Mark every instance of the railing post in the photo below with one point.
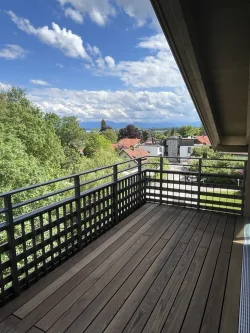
(161, 178)
(244, 187)
(115, 193)
(199, 183)
(11, 243)
(139, 181)
(78, 210)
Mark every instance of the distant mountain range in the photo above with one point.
(114, 125)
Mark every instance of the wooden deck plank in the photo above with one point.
(196, 308)
(50, 289)
(8, 323)
(164, 304)
(159, 215)
(129, 218)
(206, 239)
(65, 320)
(153, 214)
(175, 318)
(230, 312)
(163, 269)
(158, 224)
(72, 290)
(45, 324)
(226, 245)
(128, 309)
(102, 320)
(35, 330)
(39, 312)
(52, 276)
(71, 298)
(163, 307)
(143, 312)
(211, 319)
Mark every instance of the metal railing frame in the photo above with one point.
(86, 215)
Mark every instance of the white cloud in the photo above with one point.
(97, 17)
(93, 50)
(119, 106)
(100, 11)
(75, 15)
(40, 82)
(156, 42)
(4, 87)
(110, 62)
(155, 71)
(70, 44)
(11, 51)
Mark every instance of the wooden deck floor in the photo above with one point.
(163, 269)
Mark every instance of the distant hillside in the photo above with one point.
(114, 125)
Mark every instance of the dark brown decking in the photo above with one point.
(163, 269)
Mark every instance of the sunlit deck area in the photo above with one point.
(162, 269)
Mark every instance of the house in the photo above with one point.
(202, 139)
(153, 149)
(130, 154)
(128, 143)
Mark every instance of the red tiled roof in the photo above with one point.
(127, 143)
(203, 139)
(136, 153)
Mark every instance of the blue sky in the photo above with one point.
(93, 59)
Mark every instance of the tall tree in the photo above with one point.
(189, 130)
(67, 129)
(94, 143)
(110, 135)
(130, 131)
(104, 126)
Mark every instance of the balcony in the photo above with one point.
(155, 251)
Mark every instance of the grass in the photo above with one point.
(221, 202)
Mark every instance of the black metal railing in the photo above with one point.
(42, 225)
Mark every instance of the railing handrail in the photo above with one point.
(31, 187)
(58, 229)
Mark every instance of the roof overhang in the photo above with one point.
(210, 41)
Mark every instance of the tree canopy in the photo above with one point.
(110, 135)
(130, 131)
(104, 126)
(189, 130)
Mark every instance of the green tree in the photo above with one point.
(172, 131)
(204, 152)
(22, 120)
(189, 130)
(145, 135)
(94, 143)
(130, 131)
(110, 135)
(104, 126)
(67, 129)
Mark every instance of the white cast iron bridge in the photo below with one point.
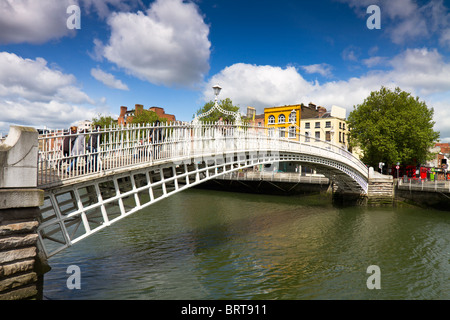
(132, 167)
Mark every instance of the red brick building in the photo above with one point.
(127, 115)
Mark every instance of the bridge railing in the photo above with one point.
(65, 155)
(423, 185)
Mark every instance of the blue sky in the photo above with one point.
(169, 53)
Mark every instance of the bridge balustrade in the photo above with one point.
(132, 145)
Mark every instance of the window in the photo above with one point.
(291, 132)
(292, 117)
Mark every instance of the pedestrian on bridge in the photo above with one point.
(78, 149)
(93, 144)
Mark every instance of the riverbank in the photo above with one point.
(401, 198)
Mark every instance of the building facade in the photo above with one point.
(329, 126)
(283, 120)
(126, 116)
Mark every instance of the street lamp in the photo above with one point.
(217, 89)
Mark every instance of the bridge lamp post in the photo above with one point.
(217, 89)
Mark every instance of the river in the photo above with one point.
(202, 244)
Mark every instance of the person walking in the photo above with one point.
(78, 149)
(93, 144)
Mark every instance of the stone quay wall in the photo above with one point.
(20, 266)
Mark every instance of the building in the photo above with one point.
(442, 154)
(256, 120)
(161, 113)
(85, 125)
(287, 119)
(329, 126)
(284, 119)
(126, 116)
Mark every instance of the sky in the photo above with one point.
(56, 69)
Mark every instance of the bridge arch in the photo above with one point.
(126, 180)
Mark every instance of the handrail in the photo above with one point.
(114, 147)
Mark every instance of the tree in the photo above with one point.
(226, 104)
(392, 126)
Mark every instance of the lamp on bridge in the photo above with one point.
(217, 89)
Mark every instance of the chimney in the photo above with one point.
(321, 111)
(123, 110)
(138, 109)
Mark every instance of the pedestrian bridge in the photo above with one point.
(120, 170)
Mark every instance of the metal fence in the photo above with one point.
(275, 176)
(424, 185)
(65, 155)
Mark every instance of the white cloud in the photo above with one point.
(421, 72)
(322, 69)
(168, 44)
(102, 7)
(31, 93)
(108, 79)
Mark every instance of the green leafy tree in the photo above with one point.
(392, 126)
(226, 104)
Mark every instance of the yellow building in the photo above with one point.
(283, 120)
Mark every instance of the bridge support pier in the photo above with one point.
(21, 271)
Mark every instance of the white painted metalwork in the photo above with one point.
(236, 115)
(121, 170)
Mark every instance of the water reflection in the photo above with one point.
(212, 245)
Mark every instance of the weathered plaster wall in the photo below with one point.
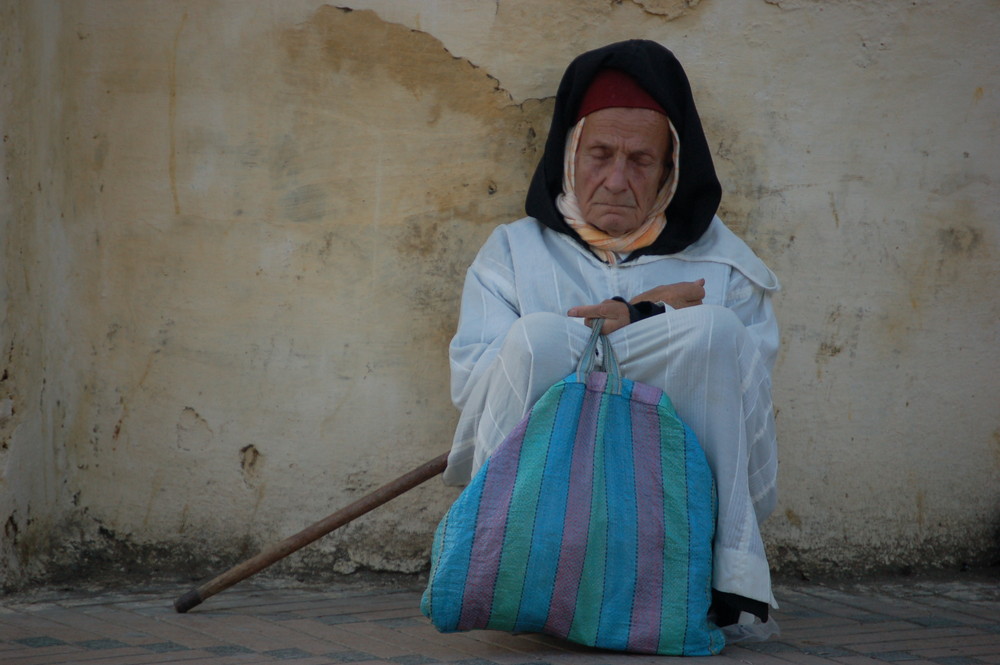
(234, 236)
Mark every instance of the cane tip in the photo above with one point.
(191, 599)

Required work:
Please transcribe all the lines above word for word, omitting the pictures.

Response to this task:
Mark every instance of the railing post in the photo below with one point.
(161, 178)
(244, 187)
(115, 193)
(199, 183)
(11, 243)
(139, 181)
(78, 210)
Mark every instance of the distant mountain range in the photo above with one point.
(114, 125)
Mark every instance of the wooden deck plank in the photo above with one point.
(196, 308)
(50, 289)
(8, 323)
(164, 304)
(159, 215)
(129, 218)
(206, 239)
(65, 320)
(153, 214)
(175, 318)
(230, 312)
(163, 269)
(158, 224)
(72, 290)
(45, 324)
(226, 245)
(128, 309)
(102, 320)
(35, 330)
(39, 312)
(52, 276)
(71, 298)
(163, 307)
(143, 312)
(211, 319)
Mark every instance of the metal railing frame in the photo above with one point.
(86, 215)
Mark every instance of the white cloud in the photo above with one point.
(97, 17)
(93, 50)
(119, 106)
(100, 11)
(75, 15)
(40, 82)
(156, 42)
(4, 87)
(110, 62)
(155, 71)
(70, 44)
(11, 51)
Mark every instance of the wooden deck floor in the photo above with one point.
(163, 269)
Mark every instance of the distant hillside in the photo above with one point.
(114, 125)
Mark every instance of the dark brown decking in the photo above with one point.
(163, 269)
Mark every instance of the sunlit deck area in the photo above with one point.
(162, 269)
Mark every instance of the house in the photo above with one point.
(202, 139)
(153, 149)
(130, 154)
(128, 143)
Mark every instance of the red tiled roof in the photo above with one point.
(127, 143)
(203, 139)
(136, 153)
Mark every instance of the blue sky in the photo above with one point.
(93, 59)
Mark every instance of the tall tree in the photo above with one point.
(189, 130)
(67, 129)
(94, 143)
(110, 135)
(130, 131)
(104, 126)
Mark every instance of the balcony in the photo above with one point.
(155, 251)
Mark every instance of the grass in the photo above with one point.
(221, 202)
Mark every instance of the black metal railing in the photo above with one point.
(42, 225)
Mark every instance of the railing handrail in the photo above with one point.
(31, 187)
(58, 229)
Mark every instance of the roof overhang in the photo above with one point.
(210, 41)
Mark every instance of the tree canopy in the photo above with one point.
(110, 135)
(130, 131)
(104, 126)
(189, 130)
Mark every instance of the green tree in the photo above with one point.
(172, 131)
(204, 152)
(22, 120)
(189, 130)
(145, 135)
(94, 143)
(130, 131)
(110, 135)
(104, 126)
(67, 129)
Mark every instance of the white cast iron bridge in the photo below with one point.
(132, 167)
Mark every instance of the red brick building in the photo above with one point.
(127, 115)
Mark every instance of the bridge railing in the photo above with one point.
(65, 155)
(423, 185)
Mark every instance of the blue sky in the photo above with one point.
(169, 53)
Mark every instance of the bridge balustrade in the photo above with one point.
(132, 145)
Mark every instance of the window in the photo above with one point.
(291, 132)
(292, 117)
Mark every instance of the pedestrian on bridge in the photo above with one point.
(78, 149)
(93, 144)
Mark every instance of the riverbank in the photo above with one point.
(401, 198)
Mark every instance of the building facade in the photo above with one point.
(329, 126)
(283, 120)
(126, 116)
Mark every instance of the street lamp in the photo above with one point.
(217, 89)
Mark every instance of the bridge lamp post in the photo above with one point.
(217, 89)
Mark every instance of the river in the photo above with one point.
(202, 244)
Mark every instance of the person walking in the photo above with one point.
(78, 149)
(93, 144)
Mark every instance of the stone quay wall in the photo above with one point.
(20, 266)
Mark every instance of the building in the photo above with one point.
(442, 154)
(256, 120)
(161, 113)
(85, 125)
(287, 119)
(329, 126)
(284, 119)
(126, 116)
Mark every instance of the sky in the photo above with one point.
(56, 69)
Mark every instance of the bridge arch in the photo above with one point.
(126, 180)
Mark every instance of the handrail in the photo above with one point.
(114, 147)
Mark every instance of the tree in the photo above with one point.
(226, 104)
(392, 126)
Mark every instance of the lamp on bridge in the photo above with one point.
(217, 89)
Mark every instance of the chimney in the photo above with one point.
(321, 111)
(123, 110)
(138, 109)
Mark every instance of the pedestrian bridge in the photo above with one point.
(120, 170)
Mark every instance of the metal fence in the photo above with one point.
(275, 176)
(424, 185)
(65, 155)
Mark every instance of the white cloud in the photo above with one point.
(421, 72)
(322, 69)
(168, 44)
(102, 7)
(31, 93)
(108, 79)
Mark every instance of the green leafy tree in the photo above with one point.
(392, 126)
(226, 104)
Mark every instance of the yellow building in the photo above with one point.
(283, 120)
Mark every instance of the bridge support pier in the photo above with one point.
(21, 271)
Mark every instance of the white painted metalwork in the photo above with one point.
(236, 115)
(121, 170)
Mark every instance of the water reflection in the photo above with one point.
(212, 245)
Mark every instance of the weathered plaster wall in the photo below with one point.
(234, 236)
Mark every instance of the cane tip in the photo above with one point.
(191, 599)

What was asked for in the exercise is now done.